Document excerpt:
########################################
The words "high cotton" is an old southern idiom going back to the cotton plantation days of yesteryear. When the cotton plants grew high, it meant a good crop and good times were ahead. It was also easier to pick, not requiring the picker to stoop down to low. "High Cotton" was also the title of a country song by Alabama from their 1989 album "Southern Star." The narrator of the song reminiscences about his youth and how his younger days were good. With this in mind, "The Best of Times" is behind the restaurants name High Cotton, billed as "reflecting fine dining at its best, projecting wine and food professionalism, low-country cuisine at its finest, and a classic high society comforting decor."

High Cotton ranked number 18 in Tripadviser's reviews of Charleston restaurants. Urbanspoon's list of Best of Charleston put High Cotton at 15. On Opentable's Diner's Choice Award for "most booked," High Cotton came in at six. The Charleston City Paper's Best of Charleston 2012 honored such restaurants as Fig, Hall's Chophouse, Hominy Grill and others, but High Cotton was not anywhere to be found in any category. Southern Living's favorite choices listed McCrady's as number one and seven other restaurants, but again High Cotton was missing. So, High Cotton had their work cut out for them as to where I would put them on my list.

You couldn't ask for better weather on a January day in Charleston. Keri and I arrived downtown around 4:30 pm. The streets in the French Quarter were lively. After a street by street search for a parking spot that yielded no results, we settled for the Vendue Range parking garage. Reservations were set for 5:30 pm, so we had an hour to burn. We took a short walk to the Fleet Landing Restaurant to sit by the water and have a couple of drinks. The tide was out, so the smell of pluff mud was strong but the drinks were not, light on the alcohol. The time went by quickly and we headed back to East Bay Street and High Cotton.
High Cotton Bar with Gerry, Keri, Teddy, and Marilee
While waiting to be seated at our table, we introduced ourselves to other members of our party we didn't know and had a cocktail in the step-up lounge. The Charleston Cocktail I sipped was pleasant. Keri had her usual Pinot Grigio. A band was playing light dinner music as we watched the Ravens play the Broncos. Once all twelve members of our party arrived we were directed to our table, which was appropriately arranged with the necessary utensils you would expect to find at a classy restaurant, menus placed at each seat. The waiter fielded our questions pertaining to the 3 for $30 menus, graciously describing in detail the ingredients of some of the more unusual appetizers and entrees like the Pan Seared Stuffed Quail and Bacon Wrapped Rabbit Loin. The waiter repeated, "Bacon wrapped, need I say more." Both dishes contained a stuffing accentuated with sausage. Those of our party who indulged in these two selections were fully pleased.
########################################
Data:
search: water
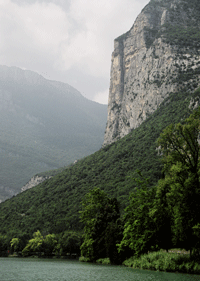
########################################
Goal:
Write the next part of the High Cotton restaurant review, picking up after its final sentence. The data comes from a different source than the restaurant review.

Exercise output:
Pan Seared Stuffed Quail
Kurios Farm Bibb Lettuce
My appetizer choice was Kurios Farm Bibb Lettuce with spicy pumpkin seeds, goat cheese, red onions, marinated baby tomatoes, and tarragon vinaigrette. The goat cheese caught my attention and the vinaigrette was gratifying. Keri was more audacious in selecting the Stuffed Quail, which surprised me since she didn't care for sausage. For our entrees we both chose the Roasted Atlantic Flounder with corn and crowder pea ragu, pear, radish and watercress salad. The fish was suitably flaky and cooked in Joseph Drouhin Macon Villages wine, the perfect accompaniment. Our meal was topped off with a Warm Honeycrisp Apple Tart. James, who sat across from me, enjoyed the Rabbit served on top of Geechie Boy grits, which aroused my curiosity, the grits that is, and the name Geechie Boy. He tentatively allowed me to indulge my curiosity with a knife tip of his grits. "Not too much," he jokingly quipped.
Roasted Atlantic Flounder
The room where we ate was comfortable and inviting. The ceilings were high, creating a feeling of spaciousness. Numerous ceiling fans with palm leaf paddle blades turned overhead. The building's large windows added to the feeling of openness, offering a view of East Bay Street. The lighting was just right. The food presentation was deliciously appealing and harmonized. The staff, from bartender to waiter, were superb. Benjamin was engaging, diligent and attentive. I have seen a waiter scrape the crumbs off the table only one other time in my dining experience, and that was at a five-star rated restaurant. Water glasses were always full. Never felt hurried, even after the meal was completed. I was delightfully pleased with my experience at High Cotton, a good start to Restaurant Week.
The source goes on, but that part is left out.